**REQUIRED WORK**
Print the data that follows word for word, leaving out any picture.

[Referring expression data]
________________________________________

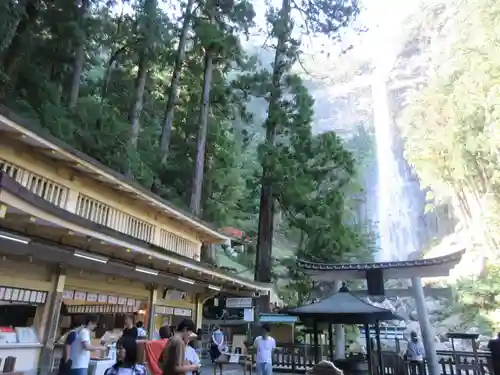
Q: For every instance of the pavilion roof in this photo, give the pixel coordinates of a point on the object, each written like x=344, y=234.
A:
x=342, y=308
x=423, y=267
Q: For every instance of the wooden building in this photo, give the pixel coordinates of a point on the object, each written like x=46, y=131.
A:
x=78, y=238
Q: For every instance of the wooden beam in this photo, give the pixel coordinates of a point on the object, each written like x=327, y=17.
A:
x=429, y=292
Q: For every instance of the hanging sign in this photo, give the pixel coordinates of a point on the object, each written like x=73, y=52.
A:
x=182, y=312
x=22, y=295
x=239, y=303
x=80, y=296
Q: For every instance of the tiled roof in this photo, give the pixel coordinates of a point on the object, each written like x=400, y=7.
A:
x=343, y=307
x=313, y=266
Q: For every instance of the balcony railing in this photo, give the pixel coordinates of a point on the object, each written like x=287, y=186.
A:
x=102, y=213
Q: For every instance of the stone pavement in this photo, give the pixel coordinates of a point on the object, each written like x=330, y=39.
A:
x=230, y=369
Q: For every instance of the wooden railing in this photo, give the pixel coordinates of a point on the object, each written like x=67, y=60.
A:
x=102, y=213
x=300, y=358
x=41, y=186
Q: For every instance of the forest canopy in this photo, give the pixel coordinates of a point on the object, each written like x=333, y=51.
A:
x=161, y=92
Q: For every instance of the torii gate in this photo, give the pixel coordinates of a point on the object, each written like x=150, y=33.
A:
x=408, y=269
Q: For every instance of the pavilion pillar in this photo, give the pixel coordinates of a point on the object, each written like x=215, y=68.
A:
x=330, y=341
x=339, y=330
x=316, y=343
x=425, y=327
x=369, y=349
x=381, y=367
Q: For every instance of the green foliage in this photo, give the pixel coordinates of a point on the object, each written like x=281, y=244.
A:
x=452, y=127
x=478, y=298
x=311, y=174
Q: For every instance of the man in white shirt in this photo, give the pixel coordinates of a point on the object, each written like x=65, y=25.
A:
x=416, y=353
x=81, y=348
x=264, y=346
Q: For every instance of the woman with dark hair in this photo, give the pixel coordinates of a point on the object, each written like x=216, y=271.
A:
x=126, y=359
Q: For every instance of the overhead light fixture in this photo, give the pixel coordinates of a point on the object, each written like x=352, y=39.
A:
x=95, y=258
x=147, y=271
x=187, y=281
x=13, y=237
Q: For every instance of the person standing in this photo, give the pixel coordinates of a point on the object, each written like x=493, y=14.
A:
x=141, y=332
x=126, y=359
x=130, y=329
x=415, y=353
x=494, y=347
x=65, y=363
x=191, y=354
x=81, y=347
x=173, y=360
x=264, y=346
x=217, y=344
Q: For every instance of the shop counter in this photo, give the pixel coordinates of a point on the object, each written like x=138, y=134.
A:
x=26, y=356
x=99, y=366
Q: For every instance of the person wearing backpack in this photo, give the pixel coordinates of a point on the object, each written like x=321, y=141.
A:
x=126, y=359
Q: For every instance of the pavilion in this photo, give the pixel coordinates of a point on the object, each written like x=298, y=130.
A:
x=344, y=308
x=409, y=269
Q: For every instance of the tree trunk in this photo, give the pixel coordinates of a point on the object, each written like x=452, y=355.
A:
x=266, y=212
x=142, y=72
x=166, y=131
x=197, y=185
x=79, y=62
x=136, y=108
x=14, y=51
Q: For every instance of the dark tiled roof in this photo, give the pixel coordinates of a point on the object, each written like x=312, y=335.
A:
x=313, y=266
x=343, y=307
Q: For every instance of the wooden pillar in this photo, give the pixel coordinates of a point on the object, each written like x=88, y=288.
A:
x=379, y=348
x=316, y=343
x=330, y=341
x=198, y=312
x=369, y=349
x=339, y=330
x=153, y=298
x=428, y=336
x=50, y=332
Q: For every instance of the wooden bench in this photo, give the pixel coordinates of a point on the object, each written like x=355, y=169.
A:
x=225, y=359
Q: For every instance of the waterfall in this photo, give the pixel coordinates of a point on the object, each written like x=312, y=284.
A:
x=398, y=225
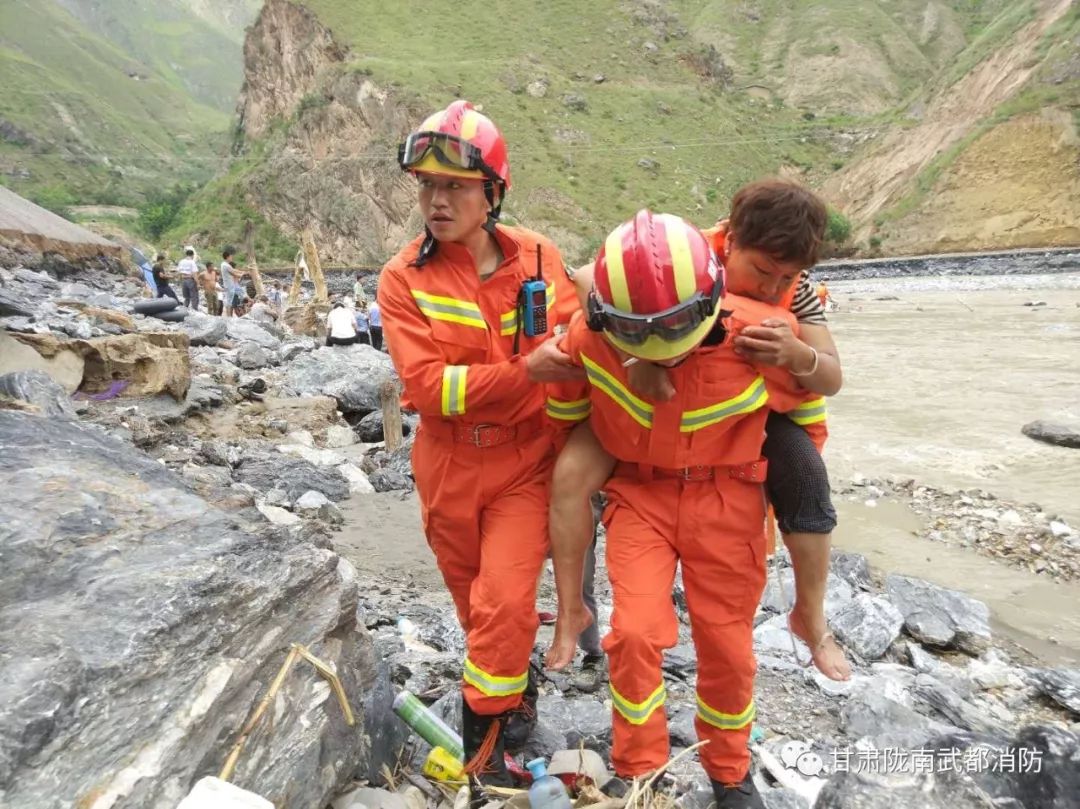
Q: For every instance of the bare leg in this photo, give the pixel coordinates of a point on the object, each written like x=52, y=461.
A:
x=810, y=554
x=581, y=469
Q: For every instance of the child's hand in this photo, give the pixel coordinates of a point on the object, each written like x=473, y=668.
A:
x=651, y=381
x=772, y=344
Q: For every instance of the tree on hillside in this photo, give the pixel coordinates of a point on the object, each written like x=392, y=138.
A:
x=161, y=211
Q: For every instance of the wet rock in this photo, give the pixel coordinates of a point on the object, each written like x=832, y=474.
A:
x=295, y=475
x=576, y=102
x=369, y=428
x=275, y=514
x=37, y=390
x=133, y=675
x=937, y=617
x=537, y=89
x=780, y=592
x=783, y=799
x=319, y=457
x=301, y=437
x=680, y=660
x=952, y=706
x=389, y=480
x=868, y=713
x=292, y=350
x=350, y=374
x=1051, y=433
x=680, y=727
x=358, y=481
x=368, y=797
x=867, y=624
x=1061, y=685
x=585, y=716
x=245, y=331
x=250, y=356
x=338, y=436
x=204, y=329
x=852, y=568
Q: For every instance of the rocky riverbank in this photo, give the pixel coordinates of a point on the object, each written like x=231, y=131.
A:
x=187, y=527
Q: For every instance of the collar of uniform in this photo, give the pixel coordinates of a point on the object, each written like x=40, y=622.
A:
x=458, y=253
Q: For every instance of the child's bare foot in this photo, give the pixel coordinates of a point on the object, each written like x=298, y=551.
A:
x=569, y=624
x=826, y=654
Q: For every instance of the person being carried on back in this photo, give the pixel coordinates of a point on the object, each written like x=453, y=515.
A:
x=772, y=234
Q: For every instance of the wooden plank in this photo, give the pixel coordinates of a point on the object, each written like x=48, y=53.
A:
x=391, y=414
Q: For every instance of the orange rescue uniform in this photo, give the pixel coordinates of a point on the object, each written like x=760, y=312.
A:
x=484, y=450
x=812, y=412
x=687, y=487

________________________________________

**RESPONSE TO THIS TASK**
Q: For every instance of the pavilion roof in this photo, give the pixel coordinates of a point on the object, each written like x=344, y=234.
A:
x=342, y=308
x=423, y=267
Q: For every instance of the wooden building in this photo, give the pixel coordinates of a point on the object, each written like x=46, y=131.
A:
x=78, y=238
Q: For every instance of the wooden beam in this photo, give the pixel coordinates of a point on the object, each written like x=327, y=17.
A:
x=429, y=292
Q: For every instance of the hanging sign in this photo, give the pixel coordinates of a point on the object, each written like x=73, y=52.
A:
x=182, y=312
x=22, y=295
x=239, y=303
x=80, y=296
Q: For every instance of the tiled roof in this photo, give the pixel coordinates of a point on the object, each written like x=400, y=7.
A:
x=343, y=307
x=313, y=266
Q: For every instance of the balcony railing in this photo, give the pixel coordinates of a point on the object, each written like x=287, y=186.
A:
x=102, y=213
Q: For every instance of the stone pavement in this photo, give the pixel coordinates of a point on the object, each written like x=330, y=39.
A:
x=230, y=369
Q: For every instance of the wooden railing in this photo, give the pixel coordinates of a point on the object, each written like x=67, y=60.
A:
x=102, y=213
x=300, y=358
x=41, y=186
Q: For every instance of the forest canopy in this photo, give the pixel coordinates of a point on the object, each written like x=333, y=51.
A:
x=161, y=92
Q: For every instance of the torii gate in this photo, give the pixel coordinates of a point on the object, each written like x=150, y=33.
A:
x=408, y=269
Q: For every instance of the pavilion pillar in this photo, give the pixel coordinates of a point on the object, each written like x=215, y=68.
A:
x=330, y=341
x=339, y=330
x=316, y=343
x=425, y=327
x=369, y=349
x=381, y=367
Q: For every instance of the green foliage in this photo, give the pixel coordinates of a point on the object, each written like x=281, y=244.
A:
x=452, y=127
x=478, y=298
x=311, y=174
Q: For every instance of the man in white shirt in this photo, give the pixel coordinates of a point on the object, each written like x=65, y=25.
A:
x=416, y=353
x=81, y=348
x=264, y=346
Q: For every instance of the woman with dark hair in this photo, give the pixel coordinates of a point on the object, each written like x=216, y=271.
A:
x=126, y=359
Q: For every instance of the overhead light fixture in this photo, give the pixel coordinates of a point on the object, each written like x=352, y=39.
A:
x=95, y=258
x=147, y=271
x=187, y=281
x=13, y=237
Q: For every instance of the person standing in this photo, give the pixel coordinates of a point on the object, each written like x=493, y=14.
A:
x=141, y=332
x=126, y=359
x=130, y=329
x=415, y=353
x=494, y=347
x=65, y=363
x=191, y=354
x=81, y=347
x=173, y=360
x=264, y=346
x=217, y=344
Q: For every instance of the shop counter in this photo, give the pixel coordinates of a point on the object, each written like x=138, y=134.
A:
x=26, y=356
x=99, y=366
Q: For every instance of the person wearing backpack in this photo, give the pixel coordinates of a point on the object, each written like x=321, y=141.
A:
x=126, y=359
Q: For every instance of the pavilion in this photo, give the pixel coordinates of a point on the object, each written like x=298, y=130.
A:
x=344, y=308
x=409, y=269
Q: For every instance of the tree trunk in this photo, give the pixel coordinates of a point on the object, each written like x=452, y=355.
A:
x=266, y=212
x=142, y=72
x=166, y=131
x=197, y=185
x=79, y=62
x=136, y=108
x=14, y=51
Q: For every instance of the dark tiled roof in this photo, give the pixel coordinates of a point on the object, each written like x=312, y=335.
A:
x=313, y=266
x=343, y=307
Q: For every instance of the wooden pillar in this photo, give the pixel coordinates of a point on the object, each written like x=88, y=288.
A:
x=379, y=348
x=316, y=343
x=330, y=341
x=198, y=312
x=369, y=349
x=339, y=330
x=153, y=298
x=428, y=336
x=50, y=332
Q: For every instance of the wooden bench in this photo, give the pixel coordinates of a point on the object, each written like x=355, y=169.
A:
x=225, y=359
Q: For every instance of the waterfall in this photo, give the pixel coordinates of a point on the object, each written like x=312, y=284.
A:
x=398, y=225
Q: For every instance of the bare leg in this photo, give the pixel coordinates of a point on the object, each written like x=52, y=461.
A:
x=810, y=554
x=581, y=469
Q: For every instance of the child's hand in this photo, give the pixel coordinates of a point on the object, each written like x=473, y=668.
A:
x=651, y=381
x=772, y=344
Q: For every instance of the tree on hillside in this photo, give the pixel coordinates of a point on the object, each written like x=392, y=138.
A:
x=161, y=211
Q: For every instance of the wet rock in this photo, give the pixel coordinates of a point on the object, each written like x=832, y=474.
A:
x=295, y=475
x=576, y=102
x=369, y=428
x=275, y=514
x=37, y=390
x=133, y=675
x=937, y=617
x=537, y=89
x=780, y=592
x=783, y=799
x=319, y=457
x=301, y=437
x=680, y=660
x=952, y=706
x=389, y=480
x=868, y=713
x=292, y=350
x=350, y=374
x=1051, y=433
x=680, y=727
x=358, y=481
x=368, y=797
x=867, y=624
x=1061, y=685
x=585, y=716
x=245, y=331
x=250, y=356
x=338, y=436
x=204, y=329
x=852, y=568
Q: For every instance of the rocky riverbank in this photo, give the pixel coordinates of a point on the object, each written like x=231, y=131.
A:
x=187, y=527
Q: For every instance of the collar of uniform in this photo, give the pixel coordinates of a point on the object, each written like x=40, y=622.
A:
x=458, y=253
Q: For every instance of the child's bare foot in this photo, give the pixel coordinates of a point on the object, each written like x=298, y=551.
A:
x=569, y=624
x=826, y=654
Q: For every instance of the person being carried on back in this photo, give the pixel coordinates of a point on the object, each written like x=453, y=515.
A:
x=772, y=234
Q: For every instance of the wooden plank in this photo, give the pixel coordinates of a point on the object, each written like x=48, y=53.
A:
x=391, y=414
Q: For every instance of the orange rescue uniform in this photo, give the pixel coordinates of a point on the object, each written like x=760, y=312.
A:
x=484, y=450
x=812, y=412
x=687, y=487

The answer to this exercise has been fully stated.